[start of Source material]
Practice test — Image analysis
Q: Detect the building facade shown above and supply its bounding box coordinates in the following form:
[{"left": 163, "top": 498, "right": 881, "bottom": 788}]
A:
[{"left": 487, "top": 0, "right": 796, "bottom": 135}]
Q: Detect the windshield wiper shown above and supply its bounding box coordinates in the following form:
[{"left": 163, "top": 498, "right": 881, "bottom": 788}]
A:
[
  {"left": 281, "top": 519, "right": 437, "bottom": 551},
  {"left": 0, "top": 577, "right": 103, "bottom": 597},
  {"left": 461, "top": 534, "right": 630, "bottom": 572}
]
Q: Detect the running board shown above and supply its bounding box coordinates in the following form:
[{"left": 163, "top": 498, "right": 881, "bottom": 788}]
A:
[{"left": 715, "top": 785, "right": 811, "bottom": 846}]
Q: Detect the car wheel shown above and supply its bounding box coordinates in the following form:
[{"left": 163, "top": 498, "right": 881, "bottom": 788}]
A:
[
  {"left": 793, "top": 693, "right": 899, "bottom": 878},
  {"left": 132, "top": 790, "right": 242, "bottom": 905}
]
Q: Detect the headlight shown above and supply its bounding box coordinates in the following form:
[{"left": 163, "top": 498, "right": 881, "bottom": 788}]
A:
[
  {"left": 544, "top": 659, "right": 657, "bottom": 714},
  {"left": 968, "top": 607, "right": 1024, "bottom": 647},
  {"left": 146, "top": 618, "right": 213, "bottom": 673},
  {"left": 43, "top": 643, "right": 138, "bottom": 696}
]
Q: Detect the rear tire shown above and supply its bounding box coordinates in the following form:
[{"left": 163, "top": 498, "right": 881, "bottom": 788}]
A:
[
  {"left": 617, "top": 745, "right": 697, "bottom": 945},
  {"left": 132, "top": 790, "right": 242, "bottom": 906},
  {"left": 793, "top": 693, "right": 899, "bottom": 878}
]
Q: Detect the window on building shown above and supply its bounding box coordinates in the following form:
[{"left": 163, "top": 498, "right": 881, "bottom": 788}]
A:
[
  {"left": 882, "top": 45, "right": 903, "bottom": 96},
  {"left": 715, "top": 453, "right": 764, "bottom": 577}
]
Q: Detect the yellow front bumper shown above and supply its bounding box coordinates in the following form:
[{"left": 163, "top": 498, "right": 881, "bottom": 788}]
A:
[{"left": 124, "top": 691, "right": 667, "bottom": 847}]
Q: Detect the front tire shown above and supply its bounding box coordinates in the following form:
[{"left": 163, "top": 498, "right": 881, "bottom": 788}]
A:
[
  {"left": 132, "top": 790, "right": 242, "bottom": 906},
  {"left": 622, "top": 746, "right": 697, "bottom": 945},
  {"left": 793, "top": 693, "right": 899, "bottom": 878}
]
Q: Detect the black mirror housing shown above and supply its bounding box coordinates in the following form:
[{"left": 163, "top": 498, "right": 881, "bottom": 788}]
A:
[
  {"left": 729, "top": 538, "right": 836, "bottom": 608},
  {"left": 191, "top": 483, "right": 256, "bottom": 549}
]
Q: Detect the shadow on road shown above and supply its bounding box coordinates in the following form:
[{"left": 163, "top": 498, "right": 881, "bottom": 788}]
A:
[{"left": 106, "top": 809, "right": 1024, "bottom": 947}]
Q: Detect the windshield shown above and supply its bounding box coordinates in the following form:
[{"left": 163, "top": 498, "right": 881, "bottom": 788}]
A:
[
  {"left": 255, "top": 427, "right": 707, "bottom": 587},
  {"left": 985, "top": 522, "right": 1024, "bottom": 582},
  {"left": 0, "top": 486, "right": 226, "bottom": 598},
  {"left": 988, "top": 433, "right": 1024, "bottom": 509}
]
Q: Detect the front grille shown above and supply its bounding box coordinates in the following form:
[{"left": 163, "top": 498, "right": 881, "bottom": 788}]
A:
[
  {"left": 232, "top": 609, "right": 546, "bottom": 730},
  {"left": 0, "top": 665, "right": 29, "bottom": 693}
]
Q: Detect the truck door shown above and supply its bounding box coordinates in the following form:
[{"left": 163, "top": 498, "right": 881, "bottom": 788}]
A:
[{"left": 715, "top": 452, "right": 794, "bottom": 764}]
[end of Source material]
- [Given request] State how many of the lines above contain the string "windshield". Give only the number.

- [Result of the exercise] 2